**Required action**: Retype the data that follows line by line, exactly, and leave its pictures out.

(Extracted data entries)
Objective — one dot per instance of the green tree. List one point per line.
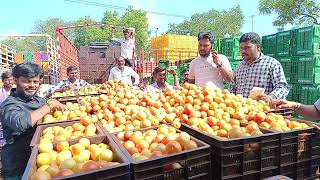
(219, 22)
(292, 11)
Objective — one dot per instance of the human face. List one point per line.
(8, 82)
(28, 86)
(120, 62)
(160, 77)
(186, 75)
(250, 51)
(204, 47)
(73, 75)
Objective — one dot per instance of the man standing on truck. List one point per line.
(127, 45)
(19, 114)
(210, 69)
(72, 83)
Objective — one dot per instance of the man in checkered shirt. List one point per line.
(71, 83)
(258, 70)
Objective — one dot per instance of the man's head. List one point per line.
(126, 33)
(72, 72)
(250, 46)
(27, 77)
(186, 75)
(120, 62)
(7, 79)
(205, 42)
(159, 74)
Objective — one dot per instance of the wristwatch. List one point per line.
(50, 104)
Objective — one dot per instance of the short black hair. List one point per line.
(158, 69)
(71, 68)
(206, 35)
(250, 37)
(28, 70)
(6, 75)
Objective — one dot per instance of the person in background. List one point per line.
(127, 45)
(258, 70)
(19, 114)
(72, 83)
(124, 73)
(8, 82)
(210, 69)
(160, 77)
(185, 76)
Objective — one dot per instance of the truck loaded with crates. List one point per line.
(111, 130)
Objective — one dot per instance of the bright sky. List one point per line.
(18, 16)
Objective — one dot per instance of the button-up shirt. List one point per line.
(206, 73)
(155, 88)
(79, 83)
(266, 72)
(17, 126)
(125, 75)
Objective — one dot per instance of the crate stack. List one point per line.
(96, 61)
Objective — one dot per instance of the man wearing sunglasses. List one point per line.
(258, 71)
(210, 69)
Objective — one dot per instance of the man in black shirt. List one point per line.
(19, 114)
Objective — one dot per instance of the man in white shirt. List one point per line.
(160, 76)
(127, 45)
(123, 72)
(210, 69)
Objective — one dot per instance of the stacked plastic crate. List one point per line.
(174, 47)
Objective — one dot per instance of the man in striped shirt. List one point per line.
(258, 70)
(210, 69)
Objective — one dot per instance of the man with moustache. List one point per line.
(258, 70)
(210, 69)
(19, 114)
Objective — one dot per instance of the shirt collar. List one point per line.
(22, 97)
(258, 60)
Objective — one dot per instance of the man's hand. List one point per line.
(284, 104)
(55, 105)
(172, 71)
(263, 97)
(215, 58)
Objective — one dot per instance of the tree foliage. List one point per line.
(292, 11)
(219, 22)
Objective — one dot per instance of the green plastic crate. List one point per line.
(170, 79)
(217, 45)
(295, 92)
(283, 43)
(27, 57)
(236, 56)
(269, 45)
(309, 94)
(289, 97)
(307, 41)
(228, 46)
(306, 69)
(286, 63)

**Answer box**:
Objective — one dot per instance of the green tree. List one point per line.
(219, 22)
(292, 11)
Objective — one dot per instance of the human face. List one point per line.
(8, 82)
(28, 86)
(120, 62)
(160, 77)
(186, 75)
(250, 51)
(204, 47)
(73, 75)
Objective — one dot per instance of the man standing on truck. List one point per line.
(127, 45)
(19, 114)
(210, 69)
(72, 83)
Objective — one dot per instance of the man in checkered shirt. List one point per line.
(71, 83)
(258, 70)
Objective — one dot per instance of the man's head. List one point per line.
(126, 33)
(72, 72)
(250, 46)
(27, 77)
(186, 75)
(120, 62)
(7, 79)
(205, 42)
(159, 74)
Objective — one dot per instance of the wristwatch. List one point per line.
(50, 104)
Objective — one dot per instance of the short black hair. List one point per line.
(158, 69)
(71, 68)
(206, 35)
(250, 37)
(28, 70)
(6, 75)
Objective — one dot per instance of the person in background. List one point per line.
(127, 45)
(258, 70)
(19, 114)
(72, 83)
(124, 73)
(8, 82)
(210, 69)
(160, 77)
(185, 76)
Objective — one dot per instance of the truck loaded with crates. List one point per line.
(111, 130)
Objective — one dot per instance of the bright sky. List one point per line.
(18, 16)
Objective — one dot per instance of the button-up shirt. List one point per line.
(206, 73)
(155, 88)
(79, 83)
(266, 72)
(17, 126)
(125, 75)
Objective — one dot per instance of the crate stack. List one point per line.
(96, 61)
Objective — one dot per instance of the man wearing sunglasses. List one point per line.
(258, 71)
(210, 69)
Objective — one dot per instance of the man in black shirt. List one point per line.
(19, 114)
Objective — one dot per instance of the man in white shirt. List one point per line.
(160, 76)
(127, 45)
(123, 72)
(210, 69)
Objective — one dot per instance of the stacked plastic crate. List one point per line.
(174, 47)
Objective — one dot per instance of the man in striped shirt. List one point per line.
(258, 70)
(210, 69)
Objective — one dot per instance of the man with moustache. List one point per line.
(258, 70)
(210, 69)
(19, 114)
Objective — one dot per instance of the shirt collar. List one point per line.
(22, 97)
(258, 60)
Objective — one dot per instance of the man's hand. List one point per line.
(284, 104)
(55, 105)
(172, 71)
(263, 97)
(215, 58)
Objective — one dot per instance of the tree foliage. List one point per line.
(292, 11)
(219, 22)
Objective — one dot per instance of the green plastic crate. List one point per line.
(170, 79)
(217, 45)
(295, 92)
(283, 43)
(27, 57)
(236, 56)
(269, 45)
(309, 94)
(289, 97)
(307, 41)
(228, 46)
(306, 69)
(286, 63)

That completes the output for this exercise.